— Begin Data supplied —
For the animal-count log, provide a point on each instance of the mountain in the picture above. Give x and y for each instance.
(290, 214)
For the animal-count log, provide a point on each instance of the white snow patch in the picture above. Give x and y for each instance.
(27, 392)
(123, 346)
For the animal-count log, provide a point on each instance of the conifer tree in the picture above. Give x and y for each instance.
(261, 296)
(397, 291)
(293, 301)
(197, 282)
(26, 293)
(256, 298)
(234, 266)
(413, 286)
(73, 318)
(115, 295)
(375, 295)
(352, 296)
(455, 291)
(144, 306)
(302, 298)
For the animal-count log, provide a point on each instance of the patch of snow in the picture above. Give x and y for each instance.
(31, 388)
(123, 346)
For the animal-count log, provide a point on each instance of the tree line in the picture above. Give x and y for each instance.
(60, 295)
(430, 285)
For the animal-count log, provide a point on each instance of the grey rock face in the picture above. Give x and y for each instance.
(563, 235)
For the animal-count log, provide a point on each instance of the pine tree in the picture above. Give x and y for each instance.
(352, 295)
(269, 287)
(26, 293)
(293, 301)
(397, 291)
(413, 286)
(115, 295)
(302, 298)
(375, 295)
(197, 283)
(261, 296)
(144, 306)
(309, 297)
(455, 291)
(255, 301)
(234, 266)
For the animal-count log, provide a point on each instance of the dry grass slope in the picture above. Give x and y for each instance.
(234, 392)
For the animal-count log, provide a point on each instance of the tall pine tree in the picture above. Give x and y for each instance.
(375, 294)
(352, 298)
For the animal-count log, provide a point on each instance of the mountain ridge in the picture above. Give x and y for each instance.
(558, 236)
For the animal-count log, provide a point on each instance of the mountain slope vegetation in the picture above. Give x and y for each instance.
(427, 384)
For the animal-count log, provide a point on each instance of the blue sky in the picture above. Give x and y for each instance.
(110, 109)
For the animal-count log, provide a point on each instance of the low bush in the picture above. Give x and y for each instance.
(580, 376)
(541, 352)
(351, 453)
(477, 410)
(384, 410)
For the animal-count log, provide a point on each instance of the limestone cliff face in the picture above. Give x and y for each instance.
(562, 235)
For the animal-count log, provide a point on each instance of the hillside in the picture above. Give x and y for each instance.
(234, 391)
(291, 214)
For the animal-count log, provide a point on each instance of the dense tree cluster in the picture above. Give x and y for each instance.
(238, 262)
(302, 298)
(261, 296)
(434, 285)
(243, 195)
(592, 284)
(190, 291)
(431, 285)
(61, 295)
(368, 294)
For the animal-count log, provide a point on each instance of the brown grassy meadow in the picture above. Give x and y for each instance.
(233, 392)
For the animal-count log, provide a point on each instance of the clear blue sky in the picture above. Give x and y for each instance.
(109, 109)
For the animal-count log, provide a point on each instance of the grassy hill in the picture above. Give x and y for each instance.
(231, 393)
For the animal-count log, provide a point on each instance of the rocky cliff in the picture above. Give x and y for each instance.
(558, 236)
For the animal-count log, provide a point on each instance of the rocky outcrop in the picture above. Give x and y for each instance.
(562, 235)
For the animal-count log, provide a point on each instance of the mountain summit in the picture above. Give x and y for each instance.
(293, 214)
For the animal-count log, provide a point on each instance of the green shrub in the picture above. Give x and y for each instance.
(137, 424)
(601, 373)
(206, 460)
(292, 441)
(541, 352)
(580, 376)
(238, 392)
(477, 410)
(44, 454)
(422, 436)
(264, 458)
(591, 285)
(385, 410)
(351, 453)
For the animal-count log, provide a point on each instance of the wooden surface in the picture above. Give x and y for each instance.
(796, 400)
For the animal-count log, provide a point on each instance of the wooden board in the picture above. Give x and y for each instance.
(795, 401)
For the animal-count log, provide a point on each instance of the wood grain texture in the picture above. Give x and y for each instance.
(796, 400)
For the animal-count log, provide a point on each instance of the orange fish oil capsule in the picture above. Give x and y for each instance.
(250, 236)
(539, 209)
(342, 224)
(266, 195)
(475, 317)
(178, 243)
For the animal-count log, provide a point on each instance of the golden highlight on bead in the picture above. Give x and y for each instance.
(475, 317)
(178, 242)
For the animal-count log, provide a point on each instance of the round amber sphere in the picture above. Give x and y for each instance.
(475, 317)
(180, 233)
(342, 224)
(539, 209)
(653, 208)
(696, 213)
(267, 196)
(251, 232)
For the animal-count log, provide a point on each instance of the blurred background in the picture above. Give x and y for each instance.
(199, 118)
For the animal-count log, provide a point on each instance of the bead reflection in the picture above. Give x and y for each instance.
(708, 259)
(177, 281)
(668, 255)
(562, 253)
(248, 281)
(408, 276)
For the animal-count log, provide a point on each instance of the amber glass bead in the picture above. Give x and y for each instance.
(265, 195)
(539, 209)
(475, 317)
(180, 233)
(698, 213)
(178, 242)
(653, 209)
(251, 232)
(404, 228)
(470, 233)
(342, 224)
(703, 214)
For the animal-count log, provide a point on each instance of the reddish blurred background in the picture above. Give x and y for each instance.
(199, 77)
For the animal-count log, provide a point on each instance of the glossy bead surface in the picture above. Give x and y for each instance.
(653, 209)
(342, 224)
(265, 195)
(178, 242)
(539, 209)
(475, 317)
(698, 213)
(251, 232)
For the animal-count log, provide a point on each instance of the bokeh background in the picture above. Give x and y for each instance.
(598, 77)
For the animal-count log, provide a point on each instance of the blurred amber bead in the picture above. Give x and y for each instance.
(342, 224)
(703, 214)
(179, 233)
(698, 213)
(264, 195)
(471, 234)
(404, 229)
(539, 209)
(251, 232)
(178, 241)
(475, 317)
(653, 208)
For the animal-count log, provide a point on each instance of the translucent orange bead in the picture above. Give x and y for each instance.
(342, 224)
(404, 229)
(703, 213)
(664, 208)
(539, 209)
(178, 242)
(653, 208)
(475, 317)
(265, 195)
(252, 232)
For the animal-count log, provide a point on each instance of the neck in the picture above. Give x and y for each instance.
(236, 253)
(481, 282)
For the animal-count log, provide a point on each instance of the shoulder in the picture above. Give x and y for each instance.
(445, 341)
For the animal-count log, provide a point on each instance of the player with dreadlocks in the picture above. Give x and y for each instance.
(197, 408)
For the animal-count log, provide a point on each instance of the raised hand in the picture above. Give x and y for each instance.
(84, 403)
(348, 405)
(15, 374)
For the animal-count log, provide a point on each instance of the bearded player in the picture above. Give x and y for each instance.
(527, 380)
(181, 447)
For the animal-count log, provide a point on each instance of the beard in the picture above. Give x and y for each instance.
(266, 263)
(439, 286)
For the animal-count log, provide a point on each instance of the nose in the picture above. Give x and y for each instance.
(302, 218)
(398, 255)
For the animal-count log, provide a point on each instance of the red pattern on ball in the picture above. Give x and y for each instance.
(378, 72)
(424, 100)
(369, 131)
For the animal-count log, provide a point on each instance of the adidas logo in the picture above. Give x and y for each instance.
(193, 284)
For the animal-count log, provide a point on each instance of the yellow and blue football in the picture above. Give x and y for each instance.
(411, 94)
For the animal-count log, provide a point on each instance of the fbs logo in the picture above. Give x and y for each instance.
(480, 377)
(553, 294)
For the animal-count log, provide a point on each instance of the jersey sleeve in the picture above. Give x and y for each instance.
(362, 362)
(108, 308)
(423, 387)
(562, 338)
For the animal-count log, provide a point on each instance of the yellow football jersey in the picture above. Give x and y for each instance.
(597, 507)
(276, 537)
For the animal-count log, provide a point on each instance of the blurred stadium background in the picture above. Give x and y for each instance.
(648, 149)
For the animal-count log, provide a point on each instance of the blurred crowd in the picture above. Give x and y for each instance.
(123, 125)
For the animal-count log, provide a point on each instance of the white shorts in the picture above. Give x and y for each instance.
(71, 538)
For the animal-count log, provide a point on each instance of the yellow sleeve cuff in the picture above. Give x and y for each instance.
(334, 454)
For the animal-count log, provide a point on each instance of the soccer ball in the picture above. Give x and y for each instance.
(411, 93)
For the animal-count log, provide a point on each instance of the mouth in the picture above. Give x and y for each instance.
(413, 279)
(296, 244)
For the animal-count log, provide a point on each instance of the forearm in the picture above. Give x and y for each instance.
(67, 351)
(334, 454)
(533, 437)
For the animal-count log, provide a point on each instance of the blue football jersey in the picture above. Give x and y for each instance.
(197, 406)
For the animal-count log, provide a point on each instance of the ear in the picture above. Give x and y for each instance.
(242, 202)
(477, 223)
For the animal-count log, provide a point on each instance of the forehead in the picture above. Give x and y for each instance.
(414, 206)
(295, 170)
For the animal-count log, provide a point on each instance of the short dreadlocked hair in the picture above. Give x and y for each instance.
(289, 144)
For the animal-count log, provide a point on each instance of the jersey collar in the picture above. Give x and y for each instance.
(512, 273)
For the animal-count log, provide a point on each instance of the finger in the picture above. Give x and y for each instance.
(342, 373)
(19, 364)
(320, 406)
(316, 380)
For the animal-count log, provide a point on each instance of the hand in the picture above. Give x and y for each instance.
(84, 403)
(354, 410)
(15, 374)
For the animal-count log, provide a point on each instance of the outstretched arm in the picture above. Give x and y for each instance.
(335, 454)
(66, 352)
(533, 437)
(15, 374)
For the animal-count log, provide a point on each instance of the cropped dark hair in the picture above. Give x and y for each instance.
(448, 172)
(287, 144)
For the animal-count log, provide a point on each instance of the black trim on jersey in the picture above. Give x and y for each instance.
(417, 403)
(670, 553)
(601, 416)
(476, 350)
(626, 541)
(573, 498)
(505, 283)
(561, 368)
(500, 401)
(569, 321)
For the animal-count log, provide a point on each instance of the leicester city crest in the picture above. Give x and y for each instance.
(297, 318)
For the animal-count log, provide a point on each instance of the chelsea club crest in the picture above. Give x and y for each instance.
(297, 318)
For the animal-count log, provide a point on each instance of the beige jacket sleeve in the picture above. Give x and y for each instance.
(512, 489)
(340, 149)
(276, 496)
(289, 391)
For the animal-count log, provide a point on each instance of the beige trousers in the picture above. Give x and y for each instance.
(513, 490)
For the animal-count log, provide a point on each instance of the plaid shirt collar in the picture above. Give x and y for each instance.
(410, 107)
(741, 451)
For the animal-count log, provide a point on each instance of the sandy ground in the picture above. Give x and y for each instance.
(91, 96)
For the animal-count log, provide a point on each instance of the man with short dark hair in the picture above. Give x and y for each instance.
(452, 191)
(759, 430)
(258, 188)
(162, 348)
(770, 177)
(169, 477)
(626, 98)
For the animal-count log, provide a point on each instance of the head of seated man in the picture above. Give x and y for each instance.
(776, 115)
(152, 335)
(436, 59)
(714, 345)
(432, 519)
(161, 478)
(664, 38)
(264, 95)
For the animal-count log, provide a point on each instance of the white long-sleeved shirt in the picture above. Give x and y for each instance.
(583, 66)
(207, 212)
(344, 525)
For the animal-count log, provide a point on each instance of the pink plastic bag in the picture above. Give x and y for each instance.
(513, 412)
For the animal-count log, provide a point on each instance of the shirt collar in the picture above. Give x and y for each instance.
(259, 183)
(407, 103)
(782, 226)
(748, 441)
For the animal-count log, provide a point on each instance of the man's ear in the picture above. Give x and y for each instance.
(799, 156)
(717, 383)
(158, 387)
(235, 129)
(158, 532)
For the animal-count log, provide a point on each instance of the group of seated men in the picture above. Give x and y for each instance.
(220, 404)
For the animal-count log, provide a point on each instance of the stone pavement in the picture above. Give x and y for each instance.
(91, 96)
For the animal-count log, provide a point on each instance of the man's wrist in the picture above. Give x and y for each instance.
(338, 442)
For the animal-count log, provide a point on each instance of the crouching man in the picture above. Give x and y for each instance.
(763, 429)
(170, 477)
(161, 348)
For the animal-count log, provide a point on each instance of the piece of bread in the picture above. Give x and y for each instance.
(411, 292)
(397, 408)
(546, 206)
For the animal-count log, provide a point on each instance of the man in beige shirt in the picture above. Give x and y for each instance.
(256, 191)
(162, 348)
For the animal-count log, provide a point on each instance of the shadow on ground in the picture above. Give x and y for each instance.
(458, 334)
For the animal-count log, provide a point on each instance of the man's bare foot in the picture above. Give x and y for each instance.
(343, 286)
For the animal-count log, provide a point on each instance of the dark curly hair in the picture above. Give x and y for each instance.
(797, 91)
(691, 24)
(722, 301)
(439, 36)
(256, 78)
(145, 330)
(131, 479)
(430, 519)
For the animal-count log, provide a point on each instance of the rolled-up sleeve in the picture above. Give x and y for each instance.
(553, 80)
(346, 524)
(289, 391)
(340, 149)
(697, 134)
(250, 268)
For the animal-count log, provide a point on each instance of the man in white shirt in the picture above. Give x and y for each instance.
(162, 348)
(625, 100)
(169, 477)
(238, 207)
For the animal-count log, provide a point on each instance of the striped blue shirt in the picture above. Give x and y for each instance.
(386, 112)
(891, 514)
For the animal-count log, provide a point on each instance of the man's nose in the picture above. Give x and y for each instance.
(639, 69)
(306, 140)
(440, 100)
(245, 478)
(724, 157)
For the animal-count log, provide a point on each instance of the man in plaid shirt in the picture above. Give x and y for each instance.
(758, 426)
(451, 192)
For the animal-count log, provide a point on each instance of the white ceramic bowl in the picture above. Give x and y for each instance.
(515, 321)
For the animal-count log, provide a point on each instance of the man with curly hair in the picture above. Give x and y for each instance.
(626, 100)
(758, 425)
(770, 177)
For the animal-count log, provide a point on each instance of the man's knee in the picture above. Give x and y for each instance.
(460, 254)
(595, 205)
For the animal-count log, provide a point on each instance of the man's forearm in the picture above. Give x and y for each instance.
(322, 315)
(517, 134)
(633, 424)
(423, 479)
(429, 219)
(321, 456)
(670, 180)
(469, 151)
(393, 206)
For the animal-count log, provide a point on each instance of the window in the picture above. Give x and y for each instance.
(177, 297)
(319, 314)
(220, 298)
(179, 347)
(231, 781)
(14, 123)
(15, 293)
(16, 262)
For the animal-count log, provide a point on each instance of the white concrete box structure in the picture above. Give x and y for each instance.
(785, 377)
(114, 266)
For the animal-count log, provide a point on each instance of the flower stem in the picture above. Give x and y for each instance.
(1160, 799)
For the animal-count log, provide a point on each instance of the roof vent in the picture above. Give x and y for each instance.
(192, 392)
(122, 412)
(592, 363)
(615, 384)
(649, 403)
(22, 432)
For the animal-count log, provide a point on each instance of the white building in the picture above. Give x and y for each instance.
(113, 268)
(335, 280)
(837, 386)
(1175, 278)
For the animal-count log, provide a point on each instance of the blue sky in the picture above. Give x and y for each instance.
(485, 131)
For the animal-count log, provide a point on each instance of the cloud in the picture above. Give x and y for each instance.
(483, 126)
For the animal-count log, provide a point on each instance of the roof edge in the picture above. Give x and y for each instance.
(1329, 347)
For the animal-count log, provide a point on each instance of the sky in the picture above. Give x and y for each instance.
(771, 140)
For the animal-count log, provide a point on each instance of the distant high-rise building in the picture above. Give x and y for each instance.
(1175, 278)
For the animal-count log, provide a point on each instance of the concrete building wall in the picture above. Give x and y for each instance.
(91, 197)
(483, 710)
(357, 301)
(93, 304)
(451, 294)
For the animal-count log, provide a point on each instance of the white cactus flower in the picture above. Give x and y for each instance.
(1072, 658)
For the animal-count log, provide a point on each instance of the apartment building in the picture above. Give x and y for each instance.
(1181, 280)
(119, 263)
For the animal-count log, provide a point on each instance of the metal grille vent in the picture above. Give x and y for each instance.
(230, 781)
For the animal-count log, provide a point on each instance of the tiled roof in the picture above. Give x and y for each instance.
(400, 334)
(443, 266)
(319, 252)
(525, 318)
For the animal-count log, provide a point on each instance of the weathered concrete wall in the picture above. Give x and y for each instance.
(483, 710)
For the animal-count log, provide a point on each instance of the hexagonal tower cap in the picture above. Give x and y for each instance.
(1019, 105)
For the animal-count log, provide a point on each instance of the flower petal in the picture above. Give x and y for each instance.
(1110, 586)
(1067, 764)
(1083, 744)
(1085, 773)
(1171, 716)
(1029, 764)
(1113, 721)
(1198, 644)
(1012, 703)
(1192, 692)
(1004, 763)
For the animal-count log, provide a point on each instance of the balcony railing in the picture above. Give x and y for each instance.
— End Data supplied —
» What you are asked to do
Reproduce only the lines between the line containing "of the apartment" and the last line of the records, those two lines included, exactly.

» Solution for this exercise
For the animal-count log, provide a point on each instance of the apartment building in the picture above. Give x and y for each instance.
(1181, 280)
(119, 263)
For the animal-count log, provide a point on each instance of the metal grille vent in the picture above. Give x and y for each instance.
(230, 781)
For the animal-count log, provide a point on each instance of the tiled roof in the picture above. Give x and y for each instance.
(400, 334)
(443, 266)
(319, 252)
(525, 318)
For the animal-count log, provide a point on each instance of the weathered concrete wall in the picture above. Give x and y for each instance.
(483, 710)
For the animal-count log, provide a point on each instance of the hexagonal tower cap in the picture above. Give x and y for each instance.
(1019, 105)
For the animal-count log, provide a point on each instance of the flower petal in the picture above. Give x and y for each instance.
(1110, 586)
(1067, 764)
(1083, 744)
(1085, 773)
(1171, 716)
(1029, 764)
(1113, 721)
(1198, 644)
(1012, 703)
(1192, 692)
(1004, 763)
For the animal-count log, provide a point on each instance of the balcony railing in the picture above. Give x and y for each instance.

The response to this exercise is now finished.